Source records
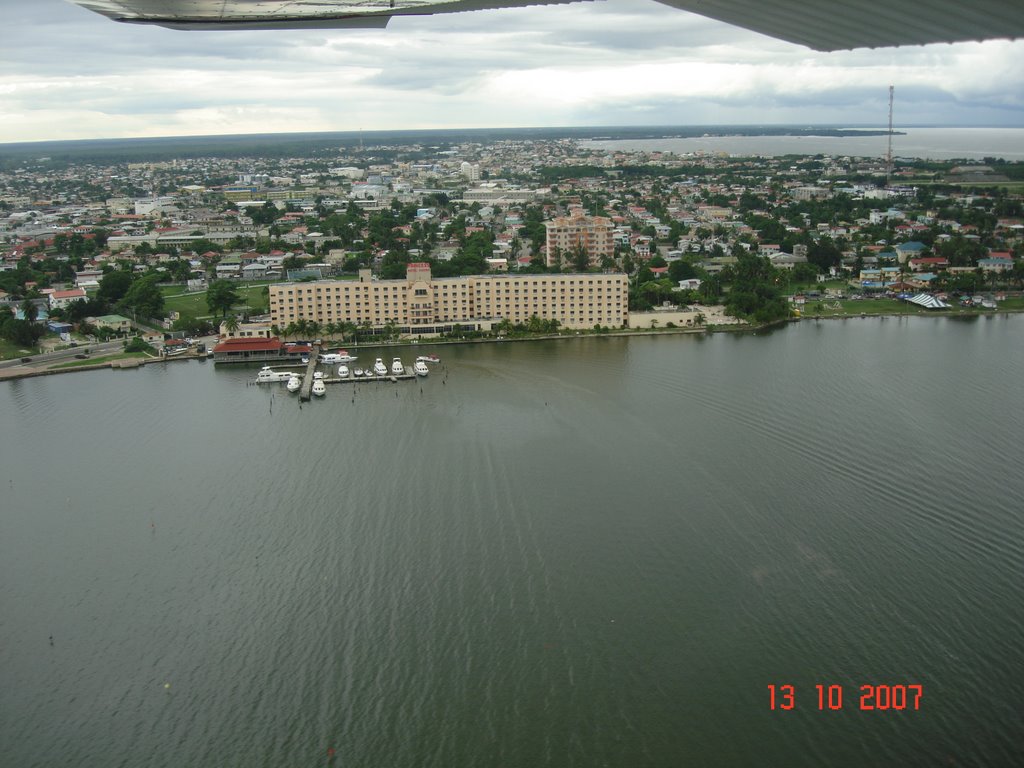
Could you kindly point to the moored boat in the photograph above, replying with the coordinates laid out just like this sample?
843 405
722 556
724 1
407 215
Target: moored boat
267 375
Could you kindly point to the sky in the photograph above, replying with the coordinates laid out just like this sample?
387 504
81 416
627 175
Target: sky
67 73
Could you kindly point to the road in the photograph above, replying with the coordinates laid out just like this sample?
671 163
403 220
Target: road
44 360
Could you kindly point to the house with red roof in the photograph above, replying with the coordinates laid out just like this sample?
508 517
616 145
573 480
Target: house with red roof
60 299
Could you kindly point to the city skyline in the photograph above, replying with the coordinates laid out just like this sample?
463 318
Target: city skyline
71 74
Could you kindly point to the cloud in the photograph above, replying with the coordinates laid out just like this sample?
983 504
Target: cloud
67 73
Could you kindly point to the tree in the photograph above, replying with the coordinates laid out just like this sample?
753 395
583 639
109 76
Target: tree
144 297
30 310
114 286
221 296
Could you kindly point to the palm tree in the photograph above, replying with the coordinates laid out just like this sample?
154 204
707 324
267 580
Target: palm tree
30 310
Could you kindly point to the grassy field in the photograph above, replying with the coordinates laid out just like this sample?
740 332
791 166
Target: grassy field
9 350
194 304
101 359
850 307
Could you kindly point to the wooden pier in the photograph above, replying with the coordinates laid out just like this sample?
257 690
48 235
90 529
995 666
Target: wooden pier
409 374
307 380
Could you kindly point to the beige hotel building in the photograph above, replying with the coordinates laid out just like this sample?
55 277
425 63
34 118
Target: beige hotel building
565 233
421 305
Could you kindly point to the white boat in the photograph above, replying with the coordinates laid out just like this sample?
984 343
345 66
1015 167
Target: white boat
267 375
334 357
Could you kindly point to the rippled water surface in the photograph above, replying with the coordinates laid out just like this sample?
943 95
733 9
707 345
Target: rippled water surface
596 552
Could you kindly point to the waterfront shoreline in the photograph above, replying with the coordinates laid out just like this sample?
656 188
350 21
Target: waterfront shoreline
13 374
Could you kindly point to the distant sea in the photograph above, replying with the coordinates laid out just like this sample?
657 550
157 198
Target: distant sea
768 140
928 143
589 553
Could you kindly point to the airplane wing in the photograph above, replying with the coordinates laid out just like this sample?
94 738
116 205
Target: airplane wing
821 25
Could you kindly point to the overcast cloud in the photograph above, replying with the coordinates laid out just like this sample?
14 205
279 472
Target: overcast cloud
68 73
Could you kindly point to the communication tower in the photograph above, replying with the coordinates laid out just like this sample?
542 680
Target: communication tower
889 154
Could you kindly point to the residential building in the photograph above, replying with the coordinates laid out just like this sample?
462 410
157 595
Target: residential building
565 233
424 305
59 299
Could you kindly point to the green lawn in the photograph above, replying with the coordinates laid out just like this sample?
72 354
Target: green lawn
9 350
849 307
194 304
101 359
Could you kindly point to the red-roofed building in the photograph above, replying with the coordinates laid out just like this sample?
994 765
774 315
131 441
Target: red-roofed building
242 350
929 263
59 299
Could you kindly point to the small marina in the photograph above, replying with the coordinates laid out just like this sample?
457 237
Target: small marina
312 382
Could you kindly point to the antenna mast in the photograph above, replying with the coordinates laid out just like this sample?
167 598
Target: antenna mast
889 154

Aim
Leave out the pictures and transcribe everything else exactly.

Solution to this exercise
Could you kindly point to the moored boat in the photograph above, replying with the coordinates laid out just like this sample?
843 405
722 556
724 1
407 215
Target: moored boat
267 375
Could you kindly point to the sky in the photograph above, replying with the coordinates laid out just like this sample?
387 504
81 416
627 175
Target: sky
67 73
Could you kindly point to the road in the photograph above, replying with the coordinates laid out just like this sample?
671 163
403 220
Target: road
44 360
Could you kindly point to the house with red roof in the photograph above, replying with the coordinates laid out just like this sample?
508 517
616 145
573 480
Target: house with red roof
60 299
Could you kindly point to the city skyline in the photograph above, replying with the coordinates laid out just like this sample?
463 318
Target: city skyline
71 74
Could you kindly point to the cloud in the photograph above, replying with the coordinates laid out just like this sample?
983 504
Target: cloud
67 73
Could you kindly point to the tree in the photograph above, replying with the coordinates laid out just like this sample?
753 395
583 639
109 76
Target: tree
144 297
30 310
114 286
221 296
Could you kindly point to the palm tree in the photograph above, replying with the coordinates laid out just like this sample?
154 204
707 324
267 580
Target: palm tree
30 310
Could you kindly point to the grassy field in the photograph above, replying with the coordinates laid out just like this sample?
740 332
791 166
Target: grassy field
9 350
194 304
101 359
850 307
Could you kindly point to the wooden pier in the photograph above, replying with the coordinates laid out just like this sample?
257 690
48 235
90 529
995 666
Target: wooden pier
409 374
307 380
Could you kindly point to the beige hotel building in the photograph above, replying with the coordinates laid out just like this sample?
55 277
425 63
34 118
Target: beige hotel building
565 233
421 305
Could you kindly point to the white boat in the photograph above, replying with the coordinates laid out just like this sample?
984 343
345 66
1015 167
Target: white boat
267 375
334 357
Could you kindly point to the rippled water surface in the photograph above, replying with the coordinates laid out just like this sample?
943 95
733 9
707 345
Target: rippled water surface
596 552
Could you kindly point to the waterfront shoreline in the photograph above, replying with the coordinates laid out just like this sample?
656 188
350 21
Target: waterfront shoreline
13 374
Could you kindly point to the distant sea in the photograph above, replying with the coordinates laid out just like this sample?
657 550
157 198
Target: distant sea
768 140
928 143
589 553
Could you kindly point to the airplane wing in the photograph above, replying with the coordinates laid out just like this sample?
94 738
116 205
Target: airplane wing
821 25
Could you kindly point to the overcast cloud in the photograph above, replying with the coordinates laid out just like this sample?
14 205
279 472
Target: overcast cloud
68 73
Could you kindly point to the communication tower in the photograph above, replying with the coordinates laid out just like this sample?
542 680
Target: communication tower
889 154
Could you kindly point to the residential building in the photograph above, replying with the coordinates laid out just like this sample?
462 410
157 595
Target: residential building
565 233
424 305
59 299
Could you kindly point to the green lawn in the photograph above, replying with the coordinates laid out just like this sample?
72 354
Target: green lawn
9 350
849 307
194 304
101 359
Could you kindly point to the red-roofed building in the photograph above, replying with the coordinates laid out just like this sample?
994 765
774 315
131 441
Target: red-roofed building
242 350
929 263
59 299
Could you kindly point to the small marina in the photograph above, replying with the coordinates laid out just like this sample?
457 237
Target: small marina
312 382
Could you kindly point to the antenna mast in the photograph above, replying with the coordinates laid out just like this sample?
167 598
Target: antenna mast
889 154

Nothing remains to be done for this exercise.